**Textauszug**
↓

Schwarz-Weiss-Fotografie


Schwarz-Weiß-Fotografie im Zeitalter der digitalen Farbbilderflut



Welcher Stellenwert kommt der Schwarz-Weiß-Fotografie in der Gegenwart zu? An einem ausführlich erörterten Bildbeispiel und anhand einiger kurzer Hinweise auf andersartige Schwarz-Weiß-Bilder möchte ich meine Gedanken dazu darlegen.


1.


Meine These zum oben wiedergegebenen Bild: 


Dies ist ein Bild der Schwarz-Weiß-Fotografie. Farbe wäre nicht nur ein überflüssiges Element, sondern würde der Bildwirkung schaden. Sie würde ablenken von dem, worauf es ankommt. 

Vier Menschen im Vordergrund. Drei davon, die um den Tisch gruppierten Männer, scheinen eine Einheit zu bilden. Wir können nur deren Rücken sehen – aber das ist aussagekräftig genug: die breite, kräftige Gestalt, die behäbig-lässige Haltung – routiniert verfolgen sie das Geschehen auf dem Spielfeld. Ein Wochenend-Ritual auf dem Fußballplatz. Die Bierflaschen auf dem Tisch unterstreichen diesen Eindruck. Nur die Pokale lassen erahnen, dass es an diesem Tag um etwas mehr gehen könnte als bei einem ganz gewöhnlichen Spiel.

↑

**Angezeigte Informationen**
↓

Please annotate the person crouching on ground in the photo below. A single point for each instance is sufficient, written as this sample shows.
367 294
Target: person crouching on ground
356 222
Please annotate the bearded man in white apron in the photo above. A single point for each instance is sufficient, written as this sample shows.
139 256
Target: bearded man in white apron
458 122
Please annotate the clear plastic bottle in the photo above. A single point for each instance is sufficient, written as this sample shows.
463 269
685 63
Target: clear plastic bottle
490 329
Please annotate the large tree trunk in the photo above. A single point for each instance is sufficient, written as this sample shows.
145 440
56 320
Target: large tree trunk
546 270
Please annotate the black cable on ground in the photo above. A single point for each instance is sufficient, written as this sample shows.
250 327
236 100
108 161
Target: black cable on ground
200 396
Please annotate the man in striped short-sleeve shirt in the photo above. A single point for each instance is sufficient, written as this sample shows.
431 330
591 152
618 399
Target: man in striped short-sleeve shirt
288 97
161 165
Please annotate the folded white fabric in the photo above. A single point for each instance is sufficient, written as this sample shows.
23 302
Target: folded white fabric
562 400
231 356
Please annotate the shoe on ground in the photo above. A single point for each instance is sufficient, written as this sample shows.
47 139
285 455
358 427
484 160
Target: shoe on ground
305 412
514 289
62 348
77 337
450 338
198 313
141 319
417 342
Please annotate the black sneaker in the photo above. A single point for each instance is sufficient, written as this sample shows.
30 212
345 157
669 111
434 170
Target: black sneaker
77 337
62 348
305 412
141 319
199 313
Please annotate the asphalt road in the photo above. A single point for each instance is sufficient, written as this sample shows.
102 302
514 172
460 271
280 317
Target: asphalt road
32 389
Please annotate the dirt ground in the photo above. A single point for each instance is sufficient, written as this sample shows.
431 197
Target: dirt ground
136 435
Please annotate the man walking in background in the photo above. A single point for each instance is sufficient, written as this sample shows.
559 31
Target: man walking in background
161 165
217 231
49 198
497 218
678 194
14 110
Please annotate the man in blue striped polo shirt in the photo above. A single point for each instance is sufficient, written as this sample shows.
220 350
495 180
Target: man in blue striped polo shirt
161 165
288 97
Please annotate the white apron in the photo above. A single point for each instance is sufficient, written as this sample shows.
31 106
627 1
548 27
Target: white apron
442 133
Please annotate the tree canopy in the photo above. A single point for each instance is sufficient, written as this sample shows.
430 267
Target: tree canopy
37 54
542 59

↑

**Aufgaben**
a - Was würde Farbe laut dem Text über Schwarz-Weiß-Fotografie im besprochenen Bild bewirken?
b - Zähle alle Gegenstände auf, die der Text über Schwarz-Weiß-Fotografie im besprochenen Bild erwähnt.
c - Knüpfe an den letzten Satz des Textes über Schwarz-Weiß-Fotografie an und schreibe ihn weiter.

**Antworten**
a - Sie würde der Bildwirkung schaden und von dem ablenken, worauf es ankommt.

b - Tisch, Bierflaschen, Pokale

c -
Ein Mädchen steht auffällig, wie demonstrativ, abgewandt hinter einem der Stühle. Das Konträre der Gruppen – vorgegeben durch die Ausrichtung und die Blickrichtung der Personen – wird auf den zweiten, genaueren Blick relativiert. Das Kind und einer der drei Männer gehören offenbar näher zusammen als die drei Männer untereinander, trotz deren ähnlicher Haltung. Denn das Kind scheint sich teils an den Stuhl, teils an den Rücken des einen Mannes anzulehnen. Das lässt darauf schließen, dass es sein Vater ist, der hier offenbar eine Funktionsrolle im Fußballturnier erfüllt. Und doch sind diese beiden Personen voneinander abgewandt und dadurch in einem spannungsgeladenen Verhältnis. Das Kind dreht dem Geschehen auf dem Fußballfeld den Rücken zu, die Blickrichtung ist entgegengesetzt, in die Ferne gerichtet. Die Männer, auch der, bei dem es sich vermutlich um den Vater handelt, ignorieren das Kind. Für sie ist nur das Fußballspiel von Belang.
Daraus resultiert ein etwas bedrückendes Verhältnis, das wir als Betrachtende des Bildes unterschwellig wahrnehmen und das in uns eine kritische Auseinandersetzung mit den Personen hervorruft. Das Kind und sein Verhältnis zu den auf das Fußballspiel fixierten Männern steht also offenbar im Mittelpunkt des Interesses.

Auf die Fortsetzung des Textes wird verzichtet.